SET EXERCISE: Select and copy every line in the data below that contains the word "fence".

Point annotation records:
━━━
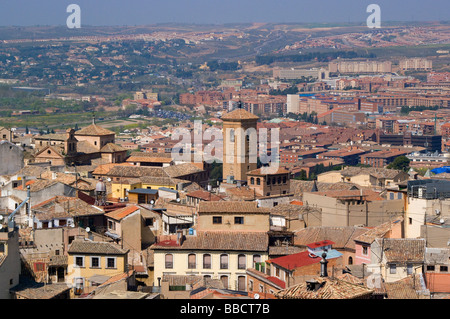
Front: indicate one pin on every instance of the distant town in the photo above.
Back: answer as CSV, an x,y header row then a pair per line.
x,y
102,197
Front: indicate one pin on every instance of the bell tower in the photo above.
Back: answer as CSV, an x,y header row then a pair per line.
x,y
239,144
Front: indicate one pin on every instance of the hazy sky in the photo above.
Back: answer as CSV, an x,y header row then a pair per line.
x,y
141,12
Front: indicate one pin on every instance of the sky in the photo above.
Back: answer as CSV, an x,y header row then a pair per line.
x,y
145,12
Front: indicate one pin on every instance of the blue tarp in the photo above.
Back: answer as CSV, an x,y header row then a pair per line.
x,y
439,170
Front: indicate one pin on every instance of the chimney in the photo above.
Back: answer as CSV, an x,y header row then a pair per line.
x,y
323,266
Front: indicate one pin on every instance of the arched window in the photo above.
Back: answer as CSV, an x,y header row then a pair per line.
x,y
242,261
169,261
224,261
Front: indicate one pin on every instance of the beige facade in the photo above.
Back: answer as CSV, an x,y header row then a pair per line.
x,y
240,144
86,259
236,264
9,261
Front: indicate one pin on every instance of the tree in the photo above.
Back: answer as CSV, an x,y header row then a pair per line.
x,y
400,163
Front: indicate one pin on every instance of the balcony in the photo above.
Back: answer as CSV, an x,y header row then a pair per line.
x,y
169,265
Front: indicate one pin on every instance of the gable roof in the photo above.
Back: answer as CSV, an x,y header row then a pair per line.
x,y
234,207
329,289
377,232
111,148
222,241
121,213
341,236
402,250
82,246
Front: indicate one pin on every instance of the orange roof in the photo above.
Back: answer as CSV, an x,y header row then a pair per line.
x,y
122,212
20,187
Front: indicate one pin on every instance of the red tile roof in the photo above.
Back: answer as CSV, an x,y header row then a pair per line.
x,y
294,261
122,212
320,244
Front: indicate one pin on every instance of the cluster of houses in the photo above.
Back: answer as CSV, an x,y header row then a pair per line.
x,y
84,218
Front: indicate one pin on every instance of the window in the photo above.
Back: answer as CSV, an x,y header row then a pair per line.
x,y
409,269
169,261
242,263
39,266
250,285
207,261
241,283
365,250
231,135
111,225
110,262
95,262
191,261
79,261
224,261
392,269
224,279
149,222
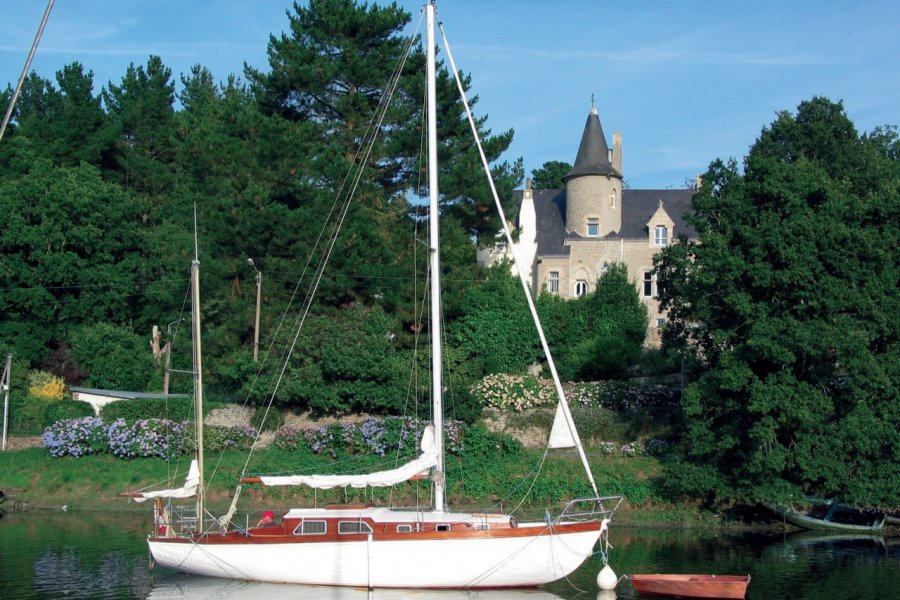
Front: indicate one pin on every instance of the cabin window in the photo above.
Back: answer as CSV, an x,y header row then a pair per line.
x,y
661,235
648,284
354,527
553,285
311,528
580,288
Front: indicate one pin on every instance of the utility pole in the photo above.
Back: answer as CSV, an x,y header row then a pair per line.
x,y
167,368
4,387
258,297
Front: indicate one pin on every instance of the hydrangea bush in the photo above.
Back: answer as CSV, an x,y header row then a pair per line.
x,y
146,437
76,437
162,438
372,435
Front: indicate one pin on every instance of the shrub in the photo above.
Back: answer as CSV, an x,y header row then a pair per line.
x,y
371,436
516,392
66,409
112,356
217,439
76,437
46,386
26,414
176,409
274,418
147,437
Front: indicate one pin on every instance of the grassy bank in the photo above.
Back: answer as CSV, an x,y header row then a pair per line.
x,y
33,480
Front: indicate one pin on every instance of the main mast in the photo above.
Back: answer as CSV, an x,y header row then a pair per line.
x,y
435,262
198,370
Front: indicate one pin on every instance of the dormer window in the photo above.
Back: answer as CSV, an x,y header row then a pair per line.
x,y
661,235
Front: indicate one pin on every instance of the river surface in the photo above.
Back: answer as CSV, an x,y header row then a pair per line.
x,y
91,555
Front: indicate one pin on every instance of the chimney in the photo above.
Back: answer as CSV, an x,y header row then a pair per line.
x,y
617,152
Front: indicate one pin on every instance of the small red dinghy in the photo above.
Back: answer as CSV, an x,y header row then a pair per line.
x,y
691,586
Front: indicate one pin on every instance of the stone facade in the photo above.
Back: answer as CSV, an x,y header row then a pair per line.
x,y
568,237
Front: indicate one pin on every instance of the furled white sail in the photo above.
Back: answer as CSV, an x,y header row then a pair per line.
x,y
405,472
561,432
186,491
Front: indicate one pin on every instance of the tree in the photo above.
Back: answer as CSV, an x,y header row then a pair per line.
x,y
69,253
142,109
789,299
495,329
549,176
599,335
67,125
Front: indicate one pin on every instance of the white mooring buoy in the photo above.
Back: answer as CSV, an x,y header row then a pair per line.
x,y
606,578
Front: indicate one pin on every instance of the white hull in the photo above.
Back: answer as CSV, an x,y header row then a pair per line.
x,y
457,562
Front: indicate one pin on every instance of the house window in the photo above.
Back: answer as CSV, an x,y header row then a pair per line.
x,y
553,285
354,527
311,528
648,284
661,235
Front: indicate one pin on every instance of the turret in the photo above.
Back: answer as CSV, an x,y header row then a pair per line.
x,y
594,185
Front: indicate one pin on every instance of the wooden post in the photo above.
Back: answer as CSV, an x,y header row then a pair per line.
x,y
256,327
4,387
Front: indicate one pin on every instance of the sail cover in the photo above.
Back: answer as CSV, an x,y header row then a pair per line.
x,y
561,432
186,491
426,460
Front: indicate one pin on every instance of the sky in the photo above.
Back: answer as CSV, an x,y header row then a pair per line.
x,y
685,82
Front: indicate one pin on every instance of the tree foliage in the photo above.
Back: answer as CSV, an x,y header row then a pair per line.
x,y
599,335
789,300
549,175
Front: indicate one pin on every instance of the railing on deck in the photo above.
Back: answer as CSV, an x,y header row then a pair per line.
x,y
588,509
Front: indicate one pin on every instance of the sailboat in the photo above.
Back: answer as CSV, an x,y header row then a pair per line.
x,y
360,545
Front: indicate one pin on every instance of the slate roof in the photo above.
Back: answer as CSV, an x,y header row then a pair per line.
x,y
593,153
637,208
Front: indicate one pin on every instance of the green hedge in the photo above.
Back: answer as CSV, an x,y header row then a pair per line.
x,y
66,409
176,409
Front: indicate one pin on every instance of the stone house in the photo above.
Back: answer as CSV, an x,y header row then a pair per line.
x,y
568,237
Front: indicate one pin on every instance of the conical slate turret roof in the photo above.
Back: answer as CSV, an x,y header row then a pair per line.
━━━
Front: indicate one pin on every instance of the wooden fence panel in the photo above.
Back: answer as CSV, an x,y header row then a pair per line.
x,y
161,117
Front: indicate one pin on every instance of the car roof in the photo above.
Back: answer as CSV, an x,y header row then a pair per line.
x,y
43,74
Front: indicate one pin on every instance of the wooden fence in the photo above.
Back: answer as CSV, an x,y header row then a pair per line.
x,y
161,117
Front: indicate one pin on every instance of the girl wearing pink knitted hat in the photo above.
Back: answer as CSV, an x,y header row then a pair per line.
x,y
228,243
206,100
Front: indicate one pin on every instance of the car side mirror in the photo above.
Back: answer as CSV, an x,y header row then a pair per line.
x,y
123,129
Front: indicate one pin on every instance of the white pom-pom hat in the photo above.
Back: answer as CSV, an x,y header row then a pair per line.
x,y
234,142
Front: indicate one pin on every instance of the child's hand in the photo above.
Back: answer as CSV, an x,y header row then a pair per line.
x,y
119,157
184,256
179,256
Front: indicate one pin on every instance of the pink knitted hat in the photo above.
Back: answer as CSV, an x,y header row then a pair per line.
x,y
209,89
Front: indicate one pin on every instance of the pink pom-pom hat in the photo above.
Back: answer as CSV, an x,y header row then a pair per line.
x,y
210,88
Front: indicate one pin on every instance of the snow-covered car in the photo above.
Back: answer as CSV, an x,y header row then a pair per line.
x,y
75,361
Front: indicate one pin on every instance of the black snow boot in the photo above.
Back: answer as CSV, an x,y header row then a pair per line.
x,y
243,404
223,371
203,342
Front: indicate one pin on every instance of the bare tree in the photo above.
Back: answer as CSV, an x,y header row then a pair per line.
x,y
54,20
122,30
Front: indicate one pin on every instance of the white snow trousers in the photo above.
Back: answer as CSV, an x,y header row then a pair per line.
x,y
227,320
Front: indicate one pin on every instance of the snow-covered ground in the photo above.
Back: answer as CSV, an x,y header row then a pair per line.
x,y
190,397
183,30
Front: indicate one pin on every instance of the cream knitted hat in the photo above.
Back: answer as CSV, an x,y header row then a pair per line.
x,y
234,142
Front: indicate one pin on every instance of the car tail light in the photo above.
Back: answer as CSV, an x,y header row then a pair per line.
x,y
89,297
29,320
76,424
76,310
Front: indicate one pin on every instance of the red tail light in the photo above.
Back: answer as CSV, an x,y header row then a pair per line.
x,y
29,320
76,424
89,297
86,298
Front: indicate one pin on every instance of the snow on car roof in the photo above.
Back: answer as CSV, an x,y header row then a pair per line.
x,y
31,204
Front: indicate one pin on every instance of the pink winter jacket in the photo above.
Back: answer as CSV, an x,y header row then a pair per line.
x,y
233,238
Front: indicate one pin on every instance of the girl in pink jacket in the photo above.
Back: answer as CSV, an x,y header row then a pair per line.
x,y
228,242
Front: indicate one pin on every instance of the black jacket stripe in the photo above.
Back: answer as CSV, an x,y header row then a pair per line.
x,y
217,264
━━━
ANSWER FOR THIS EXERCISE:
Front: indicate one pin on every instance of the wooden fence panel in the photo above.
Front: indicate one pin on every instance of the wooden fence in the photo above.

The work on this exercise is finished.